## Trecho fornecido

__________

Muitas são as teorias e
pseudo-explicações acerca dos motivos pelos quais a nossa sociedade tornou-se
desiludida da vida ou simplesmente ignora o significado da própria existência.
Há porém uma constante em todas elas: o isolamento sócio-emocional. O efeito
direto da indiferença em relação aos semelhantes não produz consequências
apenas sobre os abandonados, pois à medida em que desconsidero a importância do
outro, experimento em mim mesmo a solidão provocada pelo meu Ego inflado.
Compreendemos o amor como um dever do outro para comigo e não como doação
incondicional, como movimento desinteressado na direção de alguém que, não
necessariamente, o mereça ou o exija. Eliminamos do amor o sentido do
sacrifício.
Em geral, segundo Z. Bauman, “as
manifestações de devoção a essa ‘outra coisa (ou alguém) que não a nós mesmos’,
ainda que sinceras, apaixonadas e intensas, não chegam ao autossacrifício.”[2]
Longe de querermos renunciar a determinadas comodidades a que consideramos
razão de ser da nossa felicidade, da nossa independência/liberdade, tendemos a
afastar de nós tudo o que nos limita ou que nos impõe a necessidade de escolha
radical. Tudo o que implica perda é considerado como mal e, por conseguinte,
deve ser evitado.
Contemporaneamente, as estruturas
de organização social de nosso tempo se formaram de tal modo a exigirem dos
indivíduos determinados comportamentos consequentes e aparentemente
inevitáveis. A necessidade de trabalhar o dia todo e todos os dias, a
necessidade de prover à família um estilo de vida padrão que se adeque às
exigências conceituais dos “formadores de opinião” ocupa o lugar dos abraços,
do afetos, dos encontros e desencontros meramente humanos. É mais importante
que se vá ao balé, à ginástica, à aula de inglês que passear de mãos dadas
com a família em uma tarde no parque, que sentar ao pé da avó que já não consegue
interagir verbalmente, que estar em família.

__________

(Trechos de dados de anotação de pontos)
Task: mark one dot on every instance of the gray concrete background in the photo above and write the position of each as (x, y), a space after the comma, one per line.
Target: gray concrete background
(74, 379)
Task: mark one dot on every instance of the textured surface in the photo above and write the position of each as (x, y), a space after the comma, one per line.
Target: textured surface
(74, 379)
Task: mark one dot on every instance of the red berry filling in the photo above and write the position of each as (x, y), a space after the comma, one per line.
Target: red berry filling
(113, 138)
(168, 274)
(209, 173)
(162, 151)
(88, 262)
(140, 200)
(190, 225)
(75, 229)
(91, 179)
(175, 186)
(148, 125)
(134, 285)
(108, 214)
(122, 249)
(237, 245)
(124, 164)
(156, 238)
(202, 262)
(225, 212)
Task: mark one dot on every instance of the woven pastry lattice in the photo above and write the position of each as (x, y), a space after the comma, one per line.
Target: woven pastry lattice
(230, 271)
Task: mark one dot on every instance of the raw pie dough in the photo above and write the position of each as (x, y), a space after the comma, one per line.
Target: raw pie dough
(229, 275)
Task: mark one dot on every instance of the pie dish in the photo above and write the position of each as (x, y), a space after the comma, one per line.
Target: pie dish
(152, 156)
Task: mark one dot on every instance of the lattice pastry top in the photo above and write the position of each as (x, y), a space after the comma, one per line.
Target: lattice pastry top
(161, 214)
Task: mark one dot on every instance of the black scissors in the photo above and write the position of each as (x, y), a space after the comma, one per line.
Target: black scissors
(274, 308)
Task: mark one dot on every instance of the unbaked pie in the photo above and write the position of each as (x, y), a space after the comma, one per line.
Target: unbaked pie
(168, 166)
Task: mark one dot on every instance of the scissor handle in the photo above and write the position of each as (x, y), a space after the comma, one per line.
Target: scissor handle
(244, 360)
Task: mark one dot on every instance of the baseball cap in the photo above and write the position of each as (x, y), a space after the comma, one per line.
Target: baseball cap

__________

## Instruções
A - De acordo com o texto sobre o isolamento sócio-emocional, que constante aparece em todas as teorias sobre a desilusão da sociedade com a vida?
B - Prossiga o texto sobre o isolamento sócio-emocional a partir da última frase apresentada.

## Respostas
A - O isolamento sócio-emocional.

B -
A extinção dos espaços de
convivência, das relações desinteressadas e carregadas de conteúdo humanizante
tem provocado danos quase irreparáveis na sensibilidade das novas gerações para
com os seus semelhantes. O sistema econômico, não só impôs a necessidade da
acumulação como condição de realização pessoal, como deu propriedades sociais
aos objetos de consumo, fazendo dos mesmos, verdadeiros indicadores do
progresso do indivíduo e de sua realização pessoal, como bem observa M.
Oliveira:
Elas – as coisas – adquirem, no capitalismo,
determinações novas, propriedades sociais; elas são elemento decisivo no
processo de constituição da sociabilidade, uma vez que no capitalismo o
mecanismo de troca medeia a sociabilidade; as conexões reais e a interação
entre os homens, entre as empresas individuais efetivam-se pela comparação do
valor dos bens e de sua troca. Já que se trata de uma produção individual,
marcada pela ausência de qualquer regulação social direta do processo de
produção e se faz na esfera da circulação pela mediação da troca privada dos
produtos individuais do trabalho.[3]
Assim sendo, o amor, o cuidado, o
afeto se tornam também mercadoria. A insensibilidade em relação ao sofrimento
humano é uma das expressões mais claras do vazio humanístico a que se entregou
a nossa época. A nosso aviso, não se trata simplesmente de uma atitude
anti-humana ou de contraposição em relação ao humanismo e ao personalismo
moderno, trata-se, na verdade de algo bem mais grave, ou seja, da consideração
de tudo aquilo que transcende a esfera estritamente material, utilitária,
individual e local como sendo inexistente ou no mínimo irrelevante.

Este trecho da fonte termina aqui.